* [What the task asks]:
Find every line in the data that contains the word "white". Return each of those lines.

(Excerpts from a dataset)
******
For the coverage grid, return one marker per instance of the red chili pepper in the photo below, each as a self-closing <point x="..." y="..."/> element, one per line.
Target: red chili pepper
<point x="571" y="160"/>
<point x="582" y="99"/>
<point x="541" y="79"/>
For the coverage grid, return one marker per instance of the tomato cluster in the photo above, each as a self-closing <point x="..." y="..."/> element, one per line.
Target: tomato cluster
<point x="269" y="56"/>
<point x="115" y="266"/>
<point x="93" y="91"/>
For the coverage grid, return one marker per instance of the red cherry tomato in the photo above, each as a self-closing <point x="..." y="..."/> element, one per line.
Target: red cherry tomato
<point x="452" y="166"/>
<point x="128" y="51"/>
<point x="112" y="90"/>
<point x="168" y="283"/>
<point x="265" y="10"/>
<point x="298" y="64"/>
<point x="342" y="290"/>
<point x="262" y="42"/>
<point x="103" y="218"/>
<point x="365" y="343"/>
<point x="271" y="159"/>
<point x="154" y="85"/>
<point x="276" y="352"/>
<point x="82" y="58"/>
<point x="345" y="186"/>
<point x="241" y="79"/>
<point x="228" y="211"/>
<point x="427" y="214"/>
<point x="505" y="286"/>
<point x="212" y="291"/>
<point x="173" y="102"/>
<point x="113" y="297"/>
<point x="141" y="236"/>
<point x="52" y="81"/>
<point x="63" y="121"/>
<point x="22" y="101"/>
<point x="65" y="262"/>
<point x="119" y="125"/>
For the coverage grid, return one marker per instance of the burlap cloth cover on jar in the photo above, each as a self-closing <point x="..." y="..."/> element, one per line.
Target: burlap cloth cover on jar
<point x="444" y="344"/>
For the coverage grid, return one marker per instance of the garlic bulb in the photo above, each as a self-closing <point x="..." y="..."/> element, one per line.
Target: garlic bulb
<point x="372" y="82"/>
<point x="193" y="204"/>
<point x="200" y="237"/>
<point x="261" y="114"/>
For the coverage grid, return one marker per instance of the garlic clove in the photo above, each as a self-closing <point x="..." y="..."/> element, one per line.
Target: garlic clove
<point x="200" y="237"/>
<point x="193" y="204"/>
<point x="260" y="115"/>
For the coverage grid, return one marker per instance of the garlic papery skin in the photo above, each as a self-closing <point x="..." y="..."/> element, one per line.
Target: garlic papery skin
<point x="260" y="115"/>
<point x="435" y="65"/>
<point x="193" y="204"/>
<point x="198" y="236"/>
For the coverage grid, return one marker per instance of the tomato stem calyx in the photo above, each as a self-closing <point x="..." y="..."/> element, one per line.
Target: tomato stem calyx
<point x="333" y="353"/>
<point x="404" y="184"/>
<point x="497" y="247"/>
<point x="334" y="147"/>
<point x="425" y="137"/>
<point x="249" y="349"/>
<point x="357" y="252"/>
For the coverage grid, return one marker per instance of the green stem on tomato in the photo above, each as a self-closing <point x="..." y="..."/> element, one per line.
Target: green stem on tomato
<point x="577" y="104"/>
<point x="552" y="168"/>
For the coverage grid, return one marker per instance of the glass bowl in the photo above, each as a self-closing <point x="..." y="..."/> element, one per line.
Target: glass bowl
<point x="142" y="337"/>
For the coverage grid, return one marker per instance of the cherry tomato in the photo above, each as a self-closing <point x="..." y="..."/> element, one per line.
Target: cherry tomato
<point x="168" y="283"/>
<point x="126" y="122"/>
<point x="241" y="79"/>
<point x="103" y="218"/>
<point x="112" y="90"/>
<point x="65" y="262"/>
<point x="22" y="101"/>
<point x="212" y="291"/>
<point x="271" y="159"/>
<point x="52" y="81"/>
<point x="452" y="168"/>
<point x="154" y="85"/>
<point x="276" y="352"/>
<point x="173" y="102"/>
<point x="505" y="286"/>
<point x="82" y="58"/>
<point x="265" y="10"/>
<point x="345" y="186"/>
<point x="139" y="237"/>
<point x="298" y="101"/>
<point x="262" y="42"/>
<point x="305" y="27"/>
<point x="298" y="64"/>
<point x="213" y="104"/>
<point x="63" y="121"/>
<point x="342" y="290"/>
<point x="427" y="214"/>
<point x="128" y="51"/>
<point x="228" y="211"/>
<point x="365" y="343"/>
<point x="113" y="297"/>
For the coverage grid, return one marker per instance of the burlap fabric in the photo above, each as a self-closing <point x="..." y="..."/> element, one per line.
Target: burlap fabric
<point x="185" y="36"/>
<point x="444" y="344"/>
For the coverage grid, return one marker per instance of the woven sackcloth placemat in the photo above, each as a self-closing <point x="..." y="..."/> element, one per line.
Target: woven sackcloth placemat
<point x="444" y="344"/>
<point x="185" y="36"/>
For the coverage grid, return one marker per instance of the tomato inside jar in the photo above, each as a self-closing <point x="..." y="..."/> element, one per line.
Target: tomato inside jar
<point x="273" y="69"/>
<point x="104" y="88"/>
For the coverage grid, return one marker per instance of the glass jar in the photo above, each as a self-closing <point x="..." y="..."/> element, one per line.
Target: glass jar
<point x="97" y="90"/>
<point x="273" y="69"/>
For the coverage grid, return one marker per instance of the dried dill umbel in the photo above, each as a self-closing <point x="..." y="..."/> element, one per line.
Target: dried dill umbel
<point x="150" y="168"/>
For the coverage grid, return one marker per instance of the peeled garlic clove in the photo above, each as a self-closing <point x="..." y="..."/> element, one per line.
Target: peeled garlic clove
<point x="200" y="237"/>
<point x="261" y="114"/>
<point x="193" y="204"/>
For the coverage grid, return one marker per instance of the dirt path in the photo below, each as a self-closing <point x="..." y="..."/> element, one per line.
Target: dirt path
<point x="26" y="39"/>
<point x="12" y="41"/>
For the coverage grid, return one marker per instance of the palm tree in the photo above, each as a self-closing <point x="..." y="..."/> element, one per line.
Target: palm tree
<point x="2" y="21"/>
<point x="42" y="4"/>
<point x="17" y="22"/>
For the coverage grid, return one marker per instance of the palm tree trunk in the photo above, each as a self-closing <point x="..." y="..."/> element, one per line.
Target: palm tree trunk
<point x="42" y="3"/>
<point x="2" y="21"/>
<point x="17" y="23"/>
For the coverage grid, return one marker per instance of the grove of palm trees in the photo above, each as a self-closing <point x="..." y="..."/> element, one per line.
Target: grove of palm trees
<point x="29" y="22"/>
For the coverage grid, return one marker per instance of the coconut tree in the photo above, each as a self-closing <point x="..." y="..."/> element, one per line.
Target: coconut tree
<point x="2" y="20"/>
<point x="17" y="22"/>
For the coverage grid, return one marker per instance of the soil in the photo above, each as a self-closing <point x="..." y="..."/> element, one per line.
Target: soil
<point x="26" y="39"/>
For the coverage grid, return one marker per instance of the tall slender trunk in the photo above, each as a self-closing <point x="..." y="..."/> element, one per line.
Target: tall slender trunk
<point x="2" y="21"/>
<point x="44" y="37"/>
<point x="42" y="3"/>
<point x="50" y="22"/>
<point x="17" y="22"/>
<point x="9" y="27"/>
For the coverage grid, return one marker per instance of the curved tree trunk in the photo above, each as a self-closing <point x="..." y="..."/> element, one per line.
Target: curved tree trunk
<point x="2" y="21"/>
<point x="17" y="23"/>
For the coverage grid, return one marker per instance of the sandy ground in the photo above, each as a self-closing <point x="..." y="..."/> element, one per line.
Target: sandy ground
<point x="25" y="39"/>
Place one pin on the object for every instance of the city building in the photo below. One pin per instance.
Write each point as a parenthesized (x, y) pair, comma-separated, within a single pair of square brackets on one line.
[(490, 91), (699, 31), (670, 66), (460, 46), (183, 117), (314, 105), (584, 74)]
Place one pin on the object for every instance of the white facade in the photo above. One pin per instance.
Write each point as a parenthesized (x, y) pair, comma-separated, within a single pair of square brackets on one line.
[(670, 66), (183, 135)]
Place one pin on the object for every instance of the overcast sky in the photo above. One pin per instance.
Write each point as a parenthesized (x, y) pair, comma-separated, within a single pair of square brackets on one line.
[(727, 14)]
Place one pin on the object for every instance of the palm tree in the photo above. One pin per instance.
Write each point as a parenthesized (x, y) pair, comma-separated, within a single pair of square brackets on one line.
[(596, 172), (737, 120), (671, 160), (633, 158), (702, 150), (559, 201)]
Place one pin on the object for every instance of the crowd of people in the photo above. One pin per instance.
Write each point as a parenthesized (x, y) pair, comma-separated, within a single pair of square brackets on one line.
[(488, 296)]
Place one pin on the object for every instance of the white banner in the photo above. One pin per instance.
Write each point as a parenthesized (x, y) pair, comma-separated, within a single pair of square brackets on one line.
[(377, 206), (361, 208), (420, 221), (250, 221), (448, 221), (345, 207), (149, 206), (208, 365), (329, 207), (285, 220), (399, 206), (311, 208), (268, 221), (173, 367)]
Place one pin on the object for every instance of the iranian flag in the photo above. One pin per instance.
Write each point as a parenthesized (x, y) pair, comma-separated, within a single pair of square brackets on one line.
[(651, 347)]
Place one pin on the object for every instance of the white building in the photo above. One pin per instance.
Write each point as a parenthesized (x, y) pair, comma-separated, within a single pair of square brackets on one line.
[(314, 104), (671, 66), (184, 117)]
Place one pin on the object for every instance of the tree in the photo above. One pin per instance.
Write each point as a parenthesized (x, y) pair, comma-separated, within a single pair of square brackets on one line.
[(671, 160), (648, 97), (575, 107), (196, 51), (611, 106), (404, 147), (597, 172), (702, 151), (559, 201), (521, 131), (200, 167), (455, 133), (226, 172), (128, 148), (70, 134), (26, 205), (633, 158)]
******
* [Your solution]:
Place one pin on the object for every instance of the white facade in the photo above. One pin per instance.
Place one pin on the object for every instance of the white banner in the photo above. One pin per instance.
Place one pin on the object for every instance of the white building in the photo above. One pin per instance.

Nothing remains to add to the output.